*Text section*
Speech to Text

Speech To Text

Converts live speech to text.

This is useful for routing contacts on the basis of their spoken words and phrases.

A third-party speech-to-text provider uses live speech to create an array of text interpretations and assigns a percentage confidence value to each. The action cell stores the first three interpretations that match or exceed a confidence threshold of your choice. You can then use or manipulate any of these text interpretations for routing contacts.

Properties

Speech To Text Section

Media Section

Interpretations Section

Advanced Options Section

Speech To Text Section

Option	Description
Provider	Select the third-party speech-to-text provider to use. If only one provider is configured for use in your deployment, this option is not available and the fields below will be those for your configured provider.
Language	Select the spoken language to detect. With the Select Language option selected, choose the language from the Language drop-down list. Or select Use Dynamic Language, then drag and drop the string parameter that will provide the language at run-time into the Language field that appears.
Silence Duration	Set the period of silence, which when detected at any point in the speech, will end the interpretation.
Timeout	Set the duration after which the interpretation will end.
Confidence Threshold (%)	Specify a percentage threshold value. Interpretations matching or exceeding this value will be written to the interpretation variables (see below).

Media Section

Option

Description

Select Media List/

Use Dynamic Media List/

Media Lists/

Introduction Prompt/

Select Media Item/

Use Dynamic Media Item/

Introduction Prompt

Select the media file to use for prompting the caller to speak.

Interpretations Section

Use this section to store up to three interpretation/confidence variable pairs returned by the speech-to-text provider. You can then use subsequent action cells to route contacts according to these stored interpretations.

Option

Description

Interpretation/Confidence

In the Interpretation field, enter the string variable in which to store an interpretation of up to 2048 characters (including spaces) that has a confidence level matching or exceeding the value specified in the Confidence Threshold (%) property.

Then, in the Confidence field, enter the integer variable in which to store the confidence value assigned to the interpretation (as returned by the speech-to-text provider). Click ADD.

*Task details*
Retype the entire Speech to Text page word for word, leaving nothing out. The lines that come later have nothing to do with this work.

*Supplied data*

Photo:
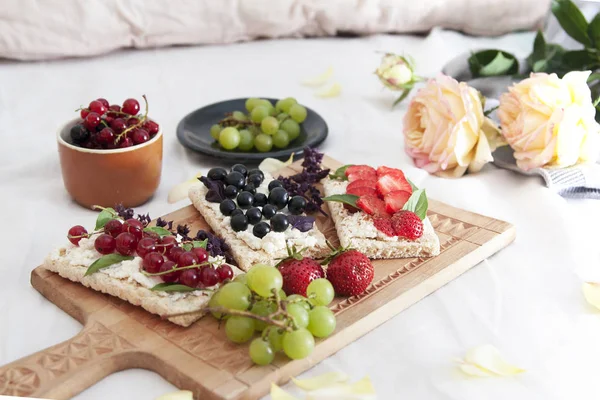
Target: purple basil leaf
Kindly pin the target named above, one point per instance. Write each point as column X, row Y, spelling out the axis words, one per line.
column 301, row 222
column 216, row 192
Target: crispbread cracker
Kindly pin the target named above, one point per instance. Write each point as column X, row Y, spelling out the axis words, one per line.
column 243, row 254
column 347, row 225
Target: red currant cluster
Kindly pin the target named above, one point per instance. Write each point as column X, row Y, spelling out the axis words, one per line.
column 164, row 257
column 105, row 126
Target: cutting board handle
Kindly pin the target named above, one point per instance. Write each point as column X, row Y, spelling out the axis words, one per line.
column 62, row 371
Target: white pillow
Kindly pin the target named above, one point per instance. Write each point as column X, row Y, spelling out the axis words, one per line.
column 34, row 29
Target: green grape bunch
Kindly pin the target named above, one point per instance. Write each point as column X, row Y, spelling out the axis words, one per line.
column 262, row 127
column 255, row 308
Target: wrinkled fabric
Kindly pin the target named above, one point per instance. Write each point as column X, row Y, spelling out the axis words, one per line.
column 37, row 30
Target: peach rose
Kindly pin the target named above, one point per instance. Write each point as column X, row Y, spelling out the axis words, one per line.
column 445, row 131
column 549, row 121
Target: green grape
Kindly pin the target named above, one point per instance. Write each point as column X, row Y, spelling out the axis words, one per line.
column 321, row 321
column 215, row 130
column 281, row 139
column 259, row 113
column 285, row 104
column 269, row 125
column 298, row 113
column 261, row 352
column 297, row 299
column 246, row 140
column 291, row 127
column 275, row 339
column 298, row 314
column 234, row 295
column 239, row 329
column 264, row 280
column 229, row 138
column 321, row 291
column 263, row 143
column 298, row 344
column 262, row 308
column 251, row 103
column 240, row 116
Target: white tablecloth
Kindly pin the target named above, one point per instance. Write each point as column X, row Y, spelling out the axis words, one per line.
column 526, row 300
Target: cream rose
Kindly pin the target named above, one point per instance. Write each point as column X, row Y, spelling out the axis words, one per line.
column 445, row 131
column 549, row 121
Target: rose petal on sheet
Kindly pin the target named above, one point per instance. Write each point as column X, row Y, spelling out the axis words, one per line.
column 591, row 292
column 178, row 395
column 180, row 191
column 321, row 381
column 332, row 91
column 318, row 80
column 272, row 165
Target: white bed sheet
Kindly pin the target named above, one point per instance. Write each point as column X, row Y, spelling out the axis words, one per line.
column 526, row 300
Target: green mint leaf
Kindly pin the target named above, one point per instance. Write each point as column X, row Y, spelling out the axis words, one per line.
column 105, row 215
column 417, row 203
column 571, row 20
column 162, row 232
column 172, row 287
column 349, row 199
column 340, row 173
column 200, row 243
column 106, row 261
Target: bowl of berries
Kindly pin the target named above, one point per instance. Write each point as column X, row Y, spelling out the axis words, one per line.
column 111, row 154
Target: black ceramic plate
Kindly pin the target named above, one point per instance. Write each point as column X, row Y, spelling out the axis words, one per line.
column 194, row 133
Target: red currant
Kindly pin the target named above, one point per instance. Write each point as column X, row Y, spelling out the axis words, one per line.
column 189, row 277
column 187, row 258
column 118, row 125
column 97, row 107
column 126, row 243
column 113, row 227
column 166, row 244
column 151, row 127
column 152, row 262
column 225, row 272
column 174, row 254
column 76, row 233
column 126, row 142
column 140, row 136
column 208, row 276
column 92, row 120
column 106, row 136
column 170, row 277
column 131, row 107
column 145, row 246
column 105, row 244
column 201, row 254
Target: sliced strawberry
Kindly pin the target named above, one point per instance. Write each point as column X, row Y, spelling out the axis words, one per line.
column 384, row 225
column 362, row 182
column 381, row 171
column 372, row 205
column 391, row 182
column 394, row 201
column 361, row 191
column 353, row 169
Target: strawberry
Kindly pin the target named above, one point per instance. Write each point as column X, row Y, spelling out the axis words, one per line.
column 407, row 224
column 372, row 205
column 384, row 225
column 362, row 191
column 393, row 181
column 298, row 272
column 362, row 182
column 394, row 201
column 350, row 272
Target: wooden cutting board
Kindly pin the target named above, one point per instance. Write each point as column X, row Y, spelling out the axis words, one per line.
column 118, row 336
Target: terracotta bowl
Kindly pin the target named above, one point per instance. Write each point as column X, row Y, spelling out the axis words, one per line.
column 108, row 177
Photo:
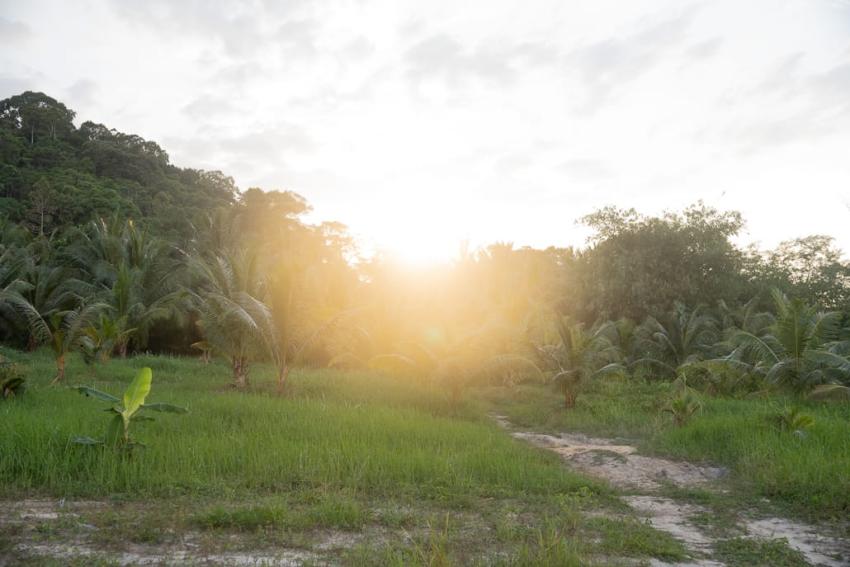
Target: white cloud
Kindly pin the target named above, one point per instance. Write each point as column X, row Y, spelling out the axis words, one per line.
column 491, row 120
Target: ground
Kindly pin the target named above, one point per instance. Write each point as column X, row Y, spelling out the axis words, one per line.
column 354, row 468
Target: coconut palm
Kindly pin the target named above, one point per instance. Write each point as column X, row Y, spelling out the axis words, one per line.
column 65, row 331
column 14, row 307
column 233, row 317
column 134, row 274
column 579, row 355
column 683, row 336
column 801, row 349
column 51, row 289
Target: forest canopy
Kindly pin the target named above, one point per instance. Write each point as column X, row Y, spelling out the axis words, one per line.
column 109, row 248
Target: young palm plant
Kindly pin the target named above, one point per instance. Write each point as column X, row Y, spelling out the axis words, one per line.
column 580, row 355
column 800, row 350
column 233, row 317
column 683, row 337
column 65, row 331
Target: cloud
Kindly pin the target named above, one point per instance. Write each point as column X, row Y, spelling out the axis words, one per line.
column 12, row 31
column 270, row 143
column 586, row 169
column 206, row 106
column 704, row 49
column 82, row 92
column 243, row 29
column 12, row 85
column 792, row 106
column 605, row 67
column 497, row 61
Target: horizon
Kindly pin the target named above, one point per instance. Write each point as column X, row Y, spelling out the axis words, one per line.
column 429, row 126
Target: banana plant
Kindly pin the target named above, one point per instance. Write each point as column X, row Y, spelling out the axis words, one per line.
column 683, row 407
column 12, row 381
column 132, row 404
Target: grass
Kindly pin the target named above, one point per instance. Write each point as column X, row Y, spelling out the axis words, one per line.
column 402, row 439
column 421, row 480
column 759, row 553
column 807, row 474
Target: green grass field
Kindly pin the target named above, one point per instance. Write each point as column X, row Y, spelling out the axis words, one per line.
column 808, row 475
column 410, row 477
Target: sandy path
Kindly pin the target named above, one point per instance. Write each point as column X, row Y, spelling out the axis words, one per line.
column 622, row 467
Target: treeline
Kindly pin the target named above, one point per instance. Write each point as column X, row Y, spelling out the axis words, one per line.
column 106, row 249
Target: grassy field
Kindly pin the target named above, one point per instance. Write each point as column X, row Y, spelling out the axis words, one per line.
column 807, row 475
column 403, row 474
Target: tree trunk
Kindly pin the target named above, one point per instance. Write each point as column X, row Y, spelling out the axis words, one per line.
column 282, row 377
column 240, row 371
column 60, row 369
column 569, row 398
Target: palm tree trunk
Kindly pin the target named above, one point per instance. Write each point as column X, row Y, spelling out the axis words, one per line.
column 240, row 371
column 60, row 369
column 282, row 377
column 569, row 398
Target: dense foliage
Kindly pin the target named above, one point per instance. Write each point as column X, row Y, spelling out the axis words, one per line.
column 107, row 248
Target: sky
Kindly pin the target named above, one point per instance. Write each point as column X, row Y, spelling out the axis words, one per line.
column 424, row 124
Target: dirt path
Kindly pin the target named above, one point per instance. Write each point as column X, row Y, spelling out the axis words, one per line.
column 644, row 478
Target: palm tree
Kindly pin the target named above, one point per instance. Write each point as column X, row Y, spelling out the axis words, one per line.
column 579, row 355
column 13, row 285
column 132, row 273
column 684, row 336
column 65, row 331
column 50, row 290
column 801, row 349
column 233, row 317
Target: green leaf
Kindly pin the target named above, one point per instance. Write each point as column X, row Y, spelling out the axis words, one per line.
column 86, row 441
column 93, row 393
column 115, row 432
column 135, row 395
column 167, row 408
column 830, row 392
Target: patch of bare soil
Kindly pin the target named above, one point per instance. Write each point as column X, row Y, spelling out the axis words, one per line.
column 622, row 467
column 54, row 529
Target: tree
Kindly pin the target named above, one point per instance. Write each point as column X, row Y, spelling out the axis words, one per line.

*Solution to the problem*
Speech to Text

Speech To Text

Converts live speech to text.

This is useful for routing contacts on the basis of their spoken words and phrases.

A third-party speech-to-text provider uses live speech to create an array of text interpretations and assigns a percentage confidence value to each. The action cell stores the first three interpretations that match or exceed a confidence threshold of your choice. You can then use or manipulate any of these text interpretations for routing contacts.

Properties

Speech To Text Section

Media Section

Interpretations Section

Advanced Options Section

Speech To Text Section

Option	Description
Provider	Select the third-party speech-to-text provider to use. If only one provider is configured for use in your deployment, this option is not available and the fields below will be those for your configured provider.
Language	Select the spoken language to detect. With the Select Language option selected, choose the language from the Language drop-down list. Or select Use Dynamic Language, then drag and drop the string parameter that will provide the language at run-time into the Language field that appears.
Silence Duration	Set the period of silence, which when detected at any point in the speech, will end the interpretation.
Timeout	Set the duration after which the interpretation will end.
Confidence Threshold (%)	Specify a percentage threshold value. Interpretations matching or exceeding this value will be written to the interpretation variables (see below).

Media Section

Option

Description

Select Media List/

Use Dynamic Media List/

Media Lists/

Introduction Prompt/

Select Media Item/

Use Dynamic Media Item/

Introduction Prompt

Select the media file to use for prompting the caller to speak.

Interpretations Section

Use this section to store up to three interpretation/confidence variable pairs returned by the speech-to-text provider. You can then use subsequent action cells to route contacts according to these stored interpretations.

Option

Description

Interpretation/Confidence

In the Interpretation field, enter the string variable in which to store an interpretation of up to 2048 characters (including spaces) that has a confidence level matching or exceeding the value specified in the Confidence Threshold (%) property.

Then, in the Confidence field, enter the integer variable in which to store the confidence value assigned to the interpretation (as returned by the speech-to-text provider). Click ADD.